*** Opening DATA FOR ANALYSIS ***
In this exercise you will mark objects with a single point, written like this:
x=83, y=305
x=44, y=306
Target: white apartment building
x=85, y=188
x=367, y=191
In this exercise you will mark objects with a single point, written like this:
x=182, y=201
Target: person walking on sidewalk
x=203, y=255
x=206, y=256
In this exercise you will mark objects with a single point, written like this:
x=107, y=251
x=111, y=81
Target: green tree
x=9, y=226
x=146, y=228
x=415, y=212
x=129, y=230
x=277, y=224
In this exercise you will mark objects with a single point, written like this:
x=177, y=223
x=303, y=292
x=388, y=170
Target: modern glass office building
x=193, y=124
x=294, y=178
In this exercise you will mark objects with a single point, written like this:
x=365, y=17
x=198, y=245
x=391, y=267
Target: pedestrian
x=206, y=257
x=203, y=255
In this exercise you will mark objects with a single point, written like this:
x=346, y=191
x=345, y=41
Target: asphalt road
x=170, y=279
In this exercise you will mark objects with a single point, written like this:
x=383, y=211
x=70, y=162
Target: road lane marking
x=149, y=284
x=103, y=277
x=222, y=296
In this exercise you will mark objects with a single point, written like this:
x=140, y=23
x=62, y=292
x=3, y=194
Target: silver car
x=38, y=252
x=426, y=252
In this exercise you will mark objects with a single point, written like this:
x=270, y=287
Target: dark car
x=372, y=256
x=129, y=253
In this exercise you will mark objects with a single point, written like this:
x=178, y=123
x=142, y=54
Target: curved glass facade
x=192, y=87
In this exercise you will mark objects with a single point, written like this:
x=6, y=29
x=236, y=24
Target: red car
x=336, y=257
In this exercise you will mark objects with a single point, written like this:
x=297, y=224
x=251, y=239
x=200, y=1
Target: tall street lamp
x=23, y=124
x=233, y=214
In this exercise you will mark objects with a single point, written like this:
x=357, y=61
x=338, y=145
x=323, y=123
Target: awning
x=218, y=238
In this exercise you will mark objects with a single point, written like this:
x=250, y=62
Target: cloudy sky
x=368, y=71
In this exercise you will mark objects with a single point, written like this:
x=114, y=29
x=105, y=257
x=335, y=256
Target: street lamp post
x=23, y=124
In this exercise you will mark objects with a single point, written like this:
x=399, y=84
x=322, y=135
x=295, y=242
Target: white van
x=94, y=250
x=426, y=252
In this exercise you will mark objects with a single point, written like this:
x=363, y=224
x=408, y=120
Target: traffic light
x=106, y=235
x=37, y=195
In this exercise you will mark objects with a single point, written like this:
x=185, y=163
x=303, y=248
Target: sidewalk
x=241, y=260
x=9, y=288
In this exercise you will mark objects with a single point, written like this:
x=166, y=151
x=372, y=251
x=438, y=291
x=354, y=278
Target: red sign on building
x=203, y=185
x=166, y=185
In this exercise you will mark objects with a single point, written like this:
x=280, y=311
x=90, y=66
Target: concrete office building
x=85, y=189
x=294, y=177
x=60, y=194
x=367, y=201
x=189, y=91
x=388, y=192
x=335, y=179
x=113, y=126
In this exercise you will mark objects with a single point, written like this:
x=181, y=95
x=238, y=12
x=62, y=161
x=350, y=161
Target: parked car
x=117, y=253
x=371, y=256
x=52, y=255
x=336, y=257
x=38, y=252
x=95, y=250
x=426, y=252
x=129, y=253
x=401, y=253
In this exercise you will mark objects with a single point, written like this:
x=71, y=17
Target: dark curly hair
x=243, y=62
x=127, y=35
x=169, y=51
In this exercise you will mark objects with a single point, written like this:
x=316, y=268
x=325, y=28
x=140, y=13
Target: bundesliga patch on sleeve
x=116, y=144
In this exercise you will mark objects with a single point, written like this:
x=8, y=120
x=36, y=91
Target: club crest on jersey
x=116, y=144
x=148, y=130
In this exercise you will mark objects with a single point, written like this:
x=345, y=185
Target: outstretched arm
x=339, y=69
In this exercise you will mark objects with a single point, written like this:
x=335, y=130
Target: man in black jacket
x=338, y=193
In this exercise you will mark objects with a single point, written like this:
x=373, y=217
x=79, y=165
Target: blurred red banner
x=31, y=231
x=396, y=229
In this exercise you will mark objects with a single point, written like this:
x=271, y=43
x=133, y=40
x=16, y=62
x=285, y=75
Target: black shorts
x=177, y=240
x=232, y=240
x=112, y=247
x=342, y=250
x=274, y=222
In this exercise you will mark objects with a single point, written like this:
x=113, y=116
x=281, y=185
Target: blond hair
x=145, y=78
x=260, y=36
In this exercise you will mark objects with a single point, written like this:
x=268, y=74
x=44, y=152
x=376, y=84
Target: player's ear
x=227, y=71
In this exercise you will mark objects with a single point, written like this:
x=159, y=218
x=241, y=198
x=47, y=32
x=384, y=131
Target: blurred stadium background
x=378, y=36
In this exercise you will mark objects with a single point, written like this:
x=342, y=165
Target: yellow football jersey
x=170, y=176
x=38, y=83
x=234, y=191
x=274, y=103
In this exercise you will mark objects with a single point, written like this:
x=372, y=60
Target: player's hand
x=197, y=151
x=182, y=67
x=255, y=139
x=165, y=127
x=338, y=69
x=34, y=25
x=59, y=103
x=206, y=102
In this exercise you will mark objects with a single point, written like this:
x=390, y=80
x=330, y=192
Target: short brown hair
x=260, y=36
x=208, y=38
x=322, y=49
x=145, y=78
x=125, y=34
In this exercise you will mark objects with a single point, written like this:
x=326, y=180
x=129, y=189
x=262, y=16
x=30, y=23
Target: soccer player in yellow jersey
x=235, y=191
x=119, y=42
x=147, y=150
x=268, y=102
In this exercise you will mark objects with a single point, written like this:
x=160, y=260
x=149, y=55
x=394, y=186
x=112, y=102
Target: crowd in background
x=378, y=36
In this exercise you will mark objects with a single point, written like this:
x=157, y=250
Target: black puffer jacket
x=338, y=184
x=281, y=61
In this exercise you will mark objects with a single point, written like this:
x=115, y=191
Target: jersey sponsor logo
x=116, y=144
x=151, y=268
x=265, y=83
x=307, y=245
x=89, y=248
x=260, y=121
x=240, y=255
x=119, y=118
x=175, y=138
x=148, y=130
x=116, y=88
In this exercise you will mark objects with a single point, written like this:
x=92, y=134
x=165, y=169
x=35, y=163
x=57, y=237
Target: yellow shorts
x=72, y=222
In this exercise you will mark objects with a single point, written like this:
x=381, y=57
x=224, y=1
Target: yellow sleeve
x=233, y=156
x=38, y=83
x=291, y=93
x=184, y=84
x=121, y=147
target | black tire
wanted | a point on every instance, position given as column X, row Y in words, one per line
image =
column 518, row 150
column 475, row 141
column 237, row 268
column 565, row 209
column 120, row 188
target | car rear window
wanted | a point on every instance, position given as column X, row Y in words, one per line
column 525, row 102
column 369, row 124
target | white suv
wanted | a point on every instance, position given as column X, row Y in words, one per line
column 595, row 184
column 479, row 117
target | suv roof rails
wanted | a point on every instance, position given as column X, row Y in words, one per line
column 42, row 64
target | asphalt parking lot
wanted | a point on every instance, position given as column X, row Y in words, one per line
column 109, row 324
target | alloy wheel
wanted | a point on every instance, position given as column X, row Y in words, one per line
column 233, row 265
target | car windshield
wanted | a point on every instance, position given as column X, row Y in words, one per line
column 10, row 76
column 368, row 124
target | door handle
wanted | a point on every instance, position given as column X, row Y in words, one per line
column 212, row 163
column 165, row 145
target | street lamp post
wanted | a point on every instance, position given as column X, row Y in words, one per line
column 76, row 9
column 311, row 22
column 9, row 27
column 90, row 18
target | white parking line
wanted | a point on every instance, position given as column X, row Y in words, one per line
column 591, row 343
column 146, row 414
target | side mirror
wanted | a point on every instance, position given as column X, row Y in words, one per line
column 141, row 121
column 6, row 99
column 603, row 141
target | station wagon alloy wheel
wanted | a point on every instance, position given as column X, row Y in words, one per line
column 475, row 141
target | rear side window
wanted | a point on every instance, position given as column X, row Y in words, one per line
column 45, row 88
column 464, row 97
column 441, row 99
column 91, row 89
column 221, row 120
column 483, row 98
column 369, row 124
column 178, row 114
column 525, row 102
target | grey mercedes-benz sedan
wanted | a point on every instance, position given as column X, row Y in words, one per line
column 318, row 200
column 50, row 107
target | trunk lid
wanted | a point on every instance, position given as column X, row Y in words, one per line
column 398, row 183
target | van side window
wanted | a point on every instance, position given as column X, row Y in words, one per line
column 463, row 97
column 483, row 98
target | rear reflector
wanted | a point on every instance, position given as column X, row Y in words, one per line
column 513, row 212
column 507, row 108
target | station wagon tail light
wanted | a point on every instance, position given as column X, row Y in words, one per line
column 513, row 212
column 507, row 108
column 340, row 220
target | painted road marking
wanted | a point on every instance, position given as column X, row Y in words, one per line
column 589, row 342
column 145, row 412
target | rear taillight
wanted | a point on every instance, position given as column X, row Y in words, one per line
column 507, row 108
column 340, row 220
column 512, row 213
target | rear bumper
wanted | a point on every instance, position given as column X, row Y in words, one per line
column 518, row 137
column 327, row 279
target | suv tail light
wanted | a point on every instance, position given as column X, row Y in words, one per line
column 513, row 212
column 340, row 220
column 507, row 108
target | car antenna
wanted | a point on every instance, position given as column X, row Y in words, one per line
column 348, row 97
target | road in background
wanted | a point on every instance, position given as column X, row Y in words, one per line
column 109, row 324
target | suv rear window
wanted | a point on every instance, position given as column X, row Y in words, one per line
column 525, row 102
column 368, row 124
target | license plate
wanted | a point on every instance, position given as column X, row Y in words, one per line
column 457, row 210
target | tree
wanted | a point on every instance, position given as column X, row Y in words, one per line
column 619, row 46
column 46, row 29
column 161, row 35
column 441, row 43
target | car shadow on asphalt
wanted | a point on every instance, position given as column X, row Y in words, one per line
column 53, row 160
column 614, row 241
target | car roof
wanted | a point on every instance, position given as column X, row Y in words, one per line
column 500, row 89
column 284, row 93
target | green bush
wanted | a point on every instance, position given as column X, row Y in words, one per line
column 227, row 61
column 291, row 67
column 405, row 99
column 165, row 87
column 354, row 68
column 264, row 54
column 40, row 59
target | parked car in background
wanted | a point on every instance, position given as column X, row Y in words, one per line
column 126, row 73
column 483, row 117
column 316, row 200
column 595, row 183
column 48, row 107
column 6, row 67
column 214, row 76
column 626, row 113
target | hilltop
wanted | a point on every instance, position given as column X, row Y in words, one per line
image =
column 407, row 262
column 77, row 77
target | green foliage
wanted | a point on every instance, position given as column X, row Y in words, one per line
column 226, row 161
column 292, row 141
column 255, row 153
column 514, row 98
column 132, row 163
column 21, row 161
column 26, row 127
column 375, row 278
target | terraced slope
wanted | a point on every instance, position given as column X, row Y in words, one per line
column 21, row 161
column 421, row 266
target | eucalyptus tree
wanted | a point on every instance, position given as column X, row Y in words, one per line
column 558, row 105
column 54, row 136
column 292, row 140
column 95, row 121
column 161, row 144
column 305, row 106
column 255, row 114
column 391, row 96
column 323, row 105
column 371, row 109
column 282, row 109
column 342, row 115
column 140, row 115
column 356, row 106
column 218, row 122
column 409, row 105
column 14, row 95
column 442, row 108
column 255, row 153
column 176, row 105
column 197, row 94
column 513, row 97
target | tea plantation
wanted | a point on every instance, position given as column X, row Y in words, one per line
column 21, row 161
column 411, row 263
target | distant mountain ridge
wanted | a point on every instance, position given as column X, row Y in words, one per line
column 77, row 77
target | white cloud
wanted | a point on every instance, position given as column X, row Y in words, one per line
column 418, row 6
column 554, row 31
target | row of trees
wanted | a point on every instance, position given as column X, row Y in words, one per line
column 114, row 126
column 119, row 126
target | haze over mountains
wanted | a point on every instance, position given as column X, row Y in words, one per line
*** Closing DATA FOR ANALYSIS ***
Take every line above that includes "station" and list it.

target | station wagon alloy wheel
target | station wagon tail light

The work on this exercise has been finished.